* **Given entries**
Segment Open

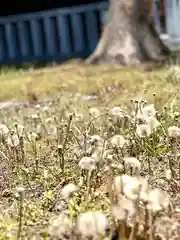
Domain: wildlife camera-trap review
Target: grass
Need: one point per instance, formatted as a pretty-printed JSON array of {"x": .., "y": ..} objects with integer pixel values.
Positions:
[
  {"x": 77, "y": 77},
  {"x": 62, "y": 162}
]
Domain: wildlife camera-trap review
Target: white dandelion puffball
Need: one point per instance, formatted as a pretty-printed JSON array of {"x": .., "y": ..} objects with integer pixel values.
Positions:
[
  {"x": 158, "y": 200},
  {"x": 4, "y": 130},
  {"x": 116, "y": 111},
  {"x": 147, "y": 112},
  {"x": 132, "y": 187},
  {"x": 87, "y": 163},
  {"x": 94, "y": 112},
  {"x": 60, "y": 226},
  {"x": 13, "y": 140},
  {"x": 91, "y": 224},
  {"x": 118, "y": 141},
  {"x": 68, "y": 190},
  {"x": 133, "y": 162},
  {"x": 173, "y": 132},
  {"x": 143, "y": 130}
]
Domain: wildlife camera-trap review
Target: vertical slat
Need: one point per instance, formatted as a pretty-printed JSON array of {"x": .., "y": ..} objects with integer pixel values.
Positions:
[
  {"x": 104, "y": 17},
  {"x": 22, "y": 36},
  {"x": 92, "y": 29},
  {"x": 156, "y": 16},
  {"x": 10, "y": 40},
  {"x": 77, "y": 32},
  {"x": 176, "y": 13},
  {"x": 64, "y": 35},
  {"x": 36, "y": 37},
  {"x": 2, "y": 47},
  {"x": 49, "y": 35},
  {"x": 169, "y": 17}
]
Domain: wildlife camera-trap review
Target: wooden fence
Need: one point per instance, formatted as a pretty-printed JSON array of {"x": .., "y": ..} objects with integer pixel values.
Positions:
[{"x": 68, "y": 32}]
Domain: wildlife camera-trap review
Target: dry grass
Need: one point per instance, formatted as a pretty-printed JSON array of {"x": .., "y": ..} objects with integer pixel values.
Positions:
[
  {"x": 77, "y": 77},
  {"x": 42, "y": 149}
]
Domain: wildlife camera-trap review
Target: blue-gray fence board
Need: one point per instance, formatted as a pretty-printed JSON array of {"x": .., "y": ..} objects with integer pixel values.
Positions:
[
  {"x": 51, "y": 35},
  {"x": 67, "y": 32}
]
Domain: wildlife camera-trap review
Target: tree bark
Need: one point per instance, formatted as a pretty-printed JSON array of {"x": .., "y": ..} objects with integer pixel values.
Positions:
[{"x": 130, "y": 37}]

Segment Closed
Segment Open

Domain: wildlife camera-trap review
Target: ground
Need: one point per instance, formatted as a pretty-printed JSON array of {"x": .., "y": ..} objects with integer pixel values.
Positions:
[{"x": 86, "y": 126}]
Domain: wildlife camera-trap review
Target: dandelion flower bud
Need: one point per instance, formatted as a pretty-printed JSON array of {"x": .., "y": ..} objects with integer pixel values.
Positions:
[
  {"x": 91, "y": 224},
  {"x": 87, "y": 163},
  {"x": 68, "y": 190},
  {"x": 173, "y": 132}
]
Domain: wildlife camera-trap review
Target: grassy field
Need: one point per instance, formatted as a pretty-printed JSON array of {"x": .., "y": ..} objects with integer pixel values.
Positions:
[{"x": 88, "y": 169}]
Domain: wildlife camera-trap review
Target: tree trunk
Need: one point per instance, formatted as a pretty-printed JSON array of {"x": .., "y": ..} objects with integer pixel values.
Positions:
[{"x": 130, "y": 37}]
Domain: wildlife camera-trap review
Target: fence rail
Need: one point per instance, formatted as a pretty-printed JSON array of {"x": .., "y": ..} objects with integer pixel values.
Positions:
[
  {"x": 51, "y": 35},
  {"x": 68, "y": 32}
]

Segment Closed
Segment Open

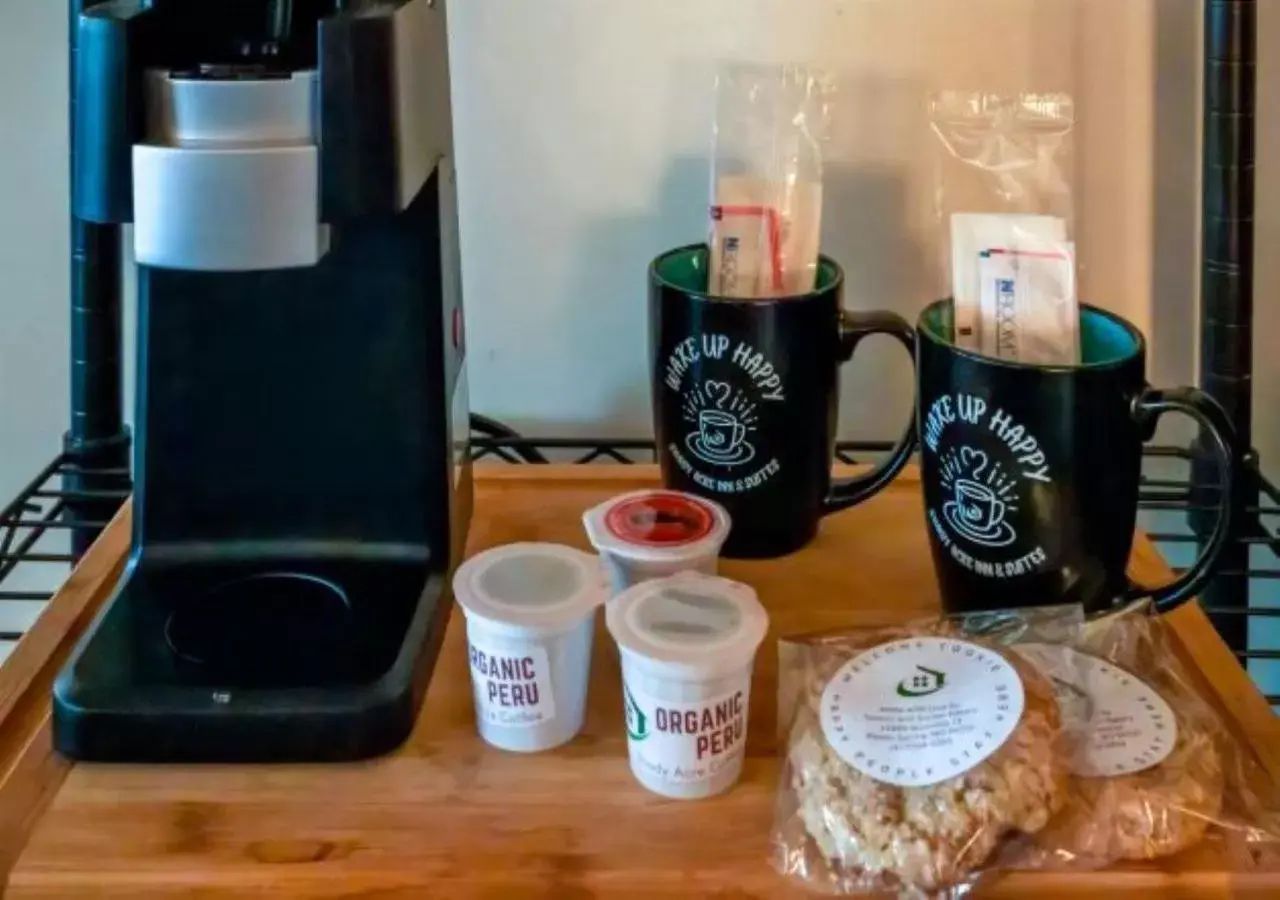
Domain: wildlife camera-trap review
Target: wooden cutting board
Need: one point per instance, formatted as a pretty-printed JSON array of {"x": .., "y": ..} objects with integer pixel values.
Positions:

Segment Closed

* **Activity**
Count every line of the data in which the word "dandelion" appears, and report only the total.

* **Exercise result**
2